Natural-language object grounding data
★ ★ ★ ★ ★
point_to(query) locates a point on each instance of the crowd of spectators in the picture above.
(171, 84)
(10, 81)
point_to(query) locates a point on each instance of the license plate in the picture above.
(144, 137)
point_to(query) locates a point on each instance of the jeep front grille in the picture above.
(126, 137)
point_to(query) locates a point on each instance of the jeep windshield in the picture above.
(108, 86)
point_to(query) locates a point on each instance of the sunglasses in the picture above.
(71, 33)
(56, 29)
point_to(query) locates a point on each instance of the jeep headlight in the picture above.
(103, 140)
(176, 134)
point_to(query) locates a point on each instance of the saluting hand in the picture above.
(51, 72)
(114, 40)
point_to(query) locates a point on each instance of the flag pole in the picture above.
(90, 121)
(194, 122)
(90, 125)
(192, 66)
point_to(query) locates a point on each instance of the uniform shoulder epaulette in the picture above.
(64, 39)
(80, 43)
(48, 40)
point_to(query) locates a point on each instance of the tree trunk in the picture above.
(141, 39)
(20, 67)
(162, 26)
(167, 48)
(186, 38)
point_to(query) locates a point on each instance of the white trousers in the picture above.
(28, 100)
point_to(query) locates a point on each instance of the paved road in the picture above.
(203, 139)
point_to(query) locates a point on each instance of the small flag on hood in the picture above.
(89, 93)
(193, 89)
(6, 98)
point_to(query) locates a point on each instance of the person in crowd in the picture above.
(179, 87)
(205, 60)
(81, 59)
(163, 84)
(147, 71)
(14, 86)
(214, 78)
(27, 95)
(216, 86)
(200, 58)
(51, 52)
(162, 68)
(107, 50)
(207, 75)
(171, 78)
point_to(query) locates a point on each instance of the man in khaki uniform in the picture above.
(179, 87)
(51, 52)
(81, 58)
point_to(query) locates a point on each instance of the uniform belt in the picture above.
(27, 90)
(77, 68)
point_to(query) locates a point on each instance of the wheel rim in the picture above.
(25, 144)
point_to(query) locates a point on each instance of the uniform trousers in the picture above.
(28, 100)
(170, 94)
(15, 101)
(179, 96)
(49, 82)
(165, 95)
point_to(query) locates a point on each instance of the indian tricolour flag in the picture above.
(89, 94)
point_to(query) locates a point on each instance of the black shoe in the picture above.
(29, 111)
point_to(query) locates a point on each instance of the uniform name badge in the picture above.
★ ★ ★ ★ ★
### Instructions to follow
Copy the records above, keeping every word the same.

### Solution
point_to(query) locates a point on each instance of the crowd of spectators in the picture above.
(171, 84)
(10, 81)
point_to(query) locates a point on each instance of the license plate in the picture above.
(144, 137)
point_to(query) locates a point on each instance of the jeep front grille in the picture above.
(126, 137)
point_to(query) locates a point on each instance of the jeep windshield in the picture above.
(108, 86)
point_to(query) locates a point on each instance of the sunglasses in the picture above.
(71, 33)
(56, 29)
point_to(query) locates a point on each instance of the jeep headlight in the picture above.
(103, 140)
(176, 134)
point_to(query) locates a point on each instance of the saluting hand in the picture above.
(51, 72)
(114, 40)
point_to(query) locates a point on each instance of the flag pole in the picture above.
(90, 121)
(194, 122)
(90, 125)
(192, 66)
point_to(query) locates a point on each instance of the uniform shoulder epaulette in the picture above.
(64, 39)
(80, 43)
(48, 40)
point_to(query) locates a point on each instance of the tree trunk in the picture above.
(141, 39)
(20, 67)
(162, 26)
(167, 48)
(186, 38)
point_to(query) locates a point on each instance of the white trousers in the picture above.
(28, 100)
point_to(query) locates a point on each instance of the paved road in the picture above.
(203, 139)
point_to(query) locates a point on each instance of the small flag on hood in the picture above.
(89, 93)
(193, 89)
(6, 98)
point_to(query) locates a point on each instance of the person in crowd in the picture above.
(179, 87)
(205, 60)
(81, 59)
(163, 84)
(147, 71)
(14, 86)
(214, 78)
(27, 95)
(216, 86)
(200, 58)
(51, 52)
(162, 68)
(107, 50)
(207, 75)
(171, 78)
point_to(query) locates a point on each instance of the man in khaki uniform in the picture above.
(179, 87)
(51, 52)
(81, 58)
point_to(query) locates a point on each instance of the uniform belt in the picture above.
(27, 90)
(77, 68)
point_to(query) locates a point on each instance of the wheel rim in the picture above.
(25, 144)
point_to(query) locates a point on each instance of the uniform trousers in the picture above.
(28, 100)
(170, 94)
(15, 101)
(179, 96)
(49, 82)
(165, 95)
point_to(query) locates a point on each instance of the indian tricolour flag in the picture above.
(89, 94)
point_to(query) locates a point on each instance of the black shoe in the picture above.
(29, 111)
point_to(query) locates a point on each instance of the uniform name badge in the picture above.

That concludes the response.